## EXERCISE REQUIREMENTS:
The data must be written out once more, precisely as given.
--- BEGIN MATERIAL FOR THE TASK ---
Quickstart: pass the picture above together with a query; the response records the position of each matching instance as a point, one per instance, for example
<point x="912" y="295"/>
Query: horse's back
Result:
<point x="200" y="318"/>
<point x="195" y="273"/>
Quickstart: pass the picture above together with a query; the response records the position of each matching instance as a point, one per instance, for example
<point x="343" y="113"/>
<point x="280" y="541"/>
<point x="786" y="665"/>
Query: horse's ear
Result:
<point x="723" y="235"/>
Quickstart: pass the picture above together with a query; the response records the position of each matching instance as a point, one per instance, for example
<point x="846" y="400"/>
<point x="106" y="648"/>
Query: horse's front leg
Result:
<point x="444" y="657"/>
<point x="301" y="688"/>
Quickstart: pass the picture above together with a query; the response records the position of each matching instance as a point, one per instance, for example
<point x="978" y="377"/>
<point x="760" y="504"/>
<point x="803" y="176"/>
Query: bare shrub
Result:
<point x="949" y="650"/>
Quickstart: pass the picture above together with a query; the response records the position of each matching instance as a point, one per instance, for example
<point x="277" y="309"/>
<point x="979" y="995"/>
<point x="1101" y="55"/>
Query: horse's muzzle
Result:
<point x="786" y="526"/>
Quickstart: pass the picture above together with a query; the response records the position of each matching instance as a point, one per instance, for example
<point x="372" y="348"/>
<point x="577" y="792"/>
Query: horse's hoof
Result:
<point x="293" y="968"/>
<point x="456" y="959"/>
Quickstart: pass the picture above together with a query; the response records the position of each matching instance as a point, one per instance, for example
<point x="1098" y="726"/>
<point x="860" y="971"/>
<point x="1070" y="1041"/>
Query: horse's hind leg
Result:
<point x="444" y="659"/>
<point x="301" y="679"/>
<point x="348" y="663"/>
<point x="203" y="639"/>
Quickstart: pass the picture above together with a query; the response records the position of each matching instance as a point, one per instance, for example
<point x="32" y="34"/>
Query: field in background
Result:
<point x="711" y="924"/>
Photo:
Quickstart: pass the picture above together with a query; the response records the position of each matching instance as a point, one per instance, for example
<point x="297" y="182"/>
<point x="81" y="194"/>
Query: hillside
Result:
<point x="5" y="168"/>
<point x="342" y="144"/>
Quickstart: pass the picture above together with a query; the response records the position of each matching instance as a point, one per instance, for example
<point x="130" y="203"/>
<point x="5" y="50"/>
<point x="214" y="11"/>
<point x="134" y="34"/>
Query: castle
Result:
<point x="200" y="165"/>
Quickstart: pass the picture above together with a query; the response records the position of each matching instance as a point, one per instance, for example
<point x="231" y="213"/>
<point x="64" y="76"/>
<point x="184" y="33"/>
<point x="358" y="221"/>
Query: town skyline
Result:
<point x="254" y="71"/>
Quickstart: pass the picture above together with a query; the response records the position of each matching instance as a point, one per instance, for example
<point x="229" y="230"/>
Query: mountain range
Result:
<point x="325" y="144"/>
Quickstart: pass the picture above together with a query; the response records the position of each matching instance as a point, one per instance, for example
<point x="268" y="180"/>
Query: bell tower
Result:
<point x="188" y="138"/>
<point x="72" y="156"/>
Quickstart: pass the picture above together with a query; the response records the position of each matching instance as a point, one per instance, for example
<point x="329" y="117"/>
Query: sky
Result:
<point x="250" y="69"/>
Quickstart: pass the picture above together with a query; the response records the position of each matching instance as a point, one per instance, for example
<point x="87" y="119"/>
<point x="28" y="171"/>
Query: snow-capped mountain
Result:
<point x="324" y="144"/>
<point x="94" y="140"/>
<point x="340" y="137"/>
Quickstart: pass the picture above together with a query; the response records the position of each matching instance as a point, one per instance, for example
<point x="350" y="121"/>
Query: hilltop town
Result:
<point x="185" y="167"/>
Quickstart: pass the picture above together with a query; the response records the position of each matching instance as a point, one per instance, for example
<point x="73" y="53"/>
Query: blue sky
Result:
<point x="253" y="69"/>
--- END MATERIAL FOR THE TASK ---
## EXERCISE SOLUTION:
Quickstart: pass the picture above together with a query; the response records the position of each matching instance as a point, one per instance, for example
<point x="912" y="295"/>
Query: horse's back
Result:
<point x="200" y="318"/>
<point x="195" y="273"/>
Quickstart: pass the picture above together with a query; the response records the position of each matching instance as a point, one per instance, for example
<point x="343" y="113"/>
<point x="280" y="541"/>
<point x="786" y="665"/>
Query: horse's ear
Result:
<point x="723" y="235"/>
Quickstart: pass the picture above together with a query; the response records the position of each matching instance as a point, one per instance, for example
<point x="846" y="400"/>
<point x="106" y="648"/>
Query: horse's front leg
Result:
<point x="444" y="657"/>
<point x="301" y="688"/>
Quickstart: pass the picture above together with a query; the response records the position of each matching instance as a point, one per instance, for example
<point x="978" y="377"/>
<point x="760" y="504"/>
<point x="803" y="176"/>
Query: bare shrub
Result:
<point x="949" y="650"/>
Quickstart: pass the picture above together with a query; the response records the position of each matching instance as a point, one per instance, for example
<point x="277" y="309"/>
<point x="979" y="995"/>
<point x="1101" y="55"/>
Query: horse's muzzle
Result:
<point x="786" y="526"/>
Quickstart: pass the picture above together with a query; the response records the position of each matching instance as a point, one per instance, for example
<point x="372" y="348"/>
<point x="577" y="792"/>
Query: horse's hoof
Result:
<point x="293" y="968"/>
<point x="456" y="959"/>
Quickstart: pass the picture above together with a query; the response records the position of each matching instance as a point, one per instance, for example
<point x="1098" y="726"/>
<point x="860" y="971"/>
<point x="1070" y="1041"/>
Query: horse's hind leg
Result:
<point x="444" y="659"/>
<point x="301" y="679"/>
<point x="348" y="663"/>
<point x="203" y="639"/>
Quickstart: pass the picture above together with a query; the response records the position of each matching instance as a point, one per instance, for example
<point x="32" y="34"/>
Query: field in background
Result:
<point x="711" y="924"/>
Photo:
Quickstart: pass the picture above together with a query; the response records the position of each matching instance as a point, one per instance, for example
<point x="297" y="182"/>
<point x="81" y="194"/>
Query: hillside
Result:
<point x="5" y="168"/>
<point x="342" y="144"/>
Quickstart: pass the picture above together with a query; the response records the position of each matching instance as a point, one per instance, for example
<point x="130" y="203"/>
<point x="5" y="50"/>
<point x="214" y="11"/>
<point x="134" y="34"/>
Query: castle
Result:
<point x="200" y="165"/>
Quickstart: pass the picture above together with a query; the response records the position of each matching instance as a point, one per instance, for example
<point x="231" y="213"/>
<point x="64" y="76"/>
<point x="184" y="33"/>
<point x="358" y="221"/>
Query: town skyline
Result:
<point x="254" y="71"/>
Quickstart: pass the picture above together with a query; the response records the position of each matching instance as a point, one per instance, for example
<point x="229" y="230"/>
Query: mountain range
Result:
<point x="325" y="144"/>
Quickstart: pass the picture above together with a query; the response records the position of each matching instance as a point, one per instance, for example
<point x="268" y="180"/>
Query: bell tower
Result:
<point x="188" y="138"/>
<point x="72" y="156"/>
Quickstart: pass the picture above together with a query; the response records the position of each matching instance as a point, one per instance, for example
<point x="329" y="117"/>
Query: sky
Result:
<point x="250" y="69"/>
Quickstart: pass the picture above together with a query; the response records the position of each matching instance as a point, one per instance, for example
<point x="87" y="119"/>
<point x="28" y="171"/>
Query: snow-capped mountain
Result:
<point x="324" y="144"/>
<point x="94" y="140"/>
<point x="340" y="137"/>
Quickstart: pass the picture above together with a query; the response records the position of each matching instance as a point, one per instance, for example
<point x="350" y="121"/>
Query: hilltop town
Result:
<point x="185" y="167"/>
Quickstart: pass the picture above together with a query; the response records the position of each matching instance as a point, one per instance, for example
<point x="73" y="53"/>
Query: blue sky
Result:
<point x="253" y="69"/>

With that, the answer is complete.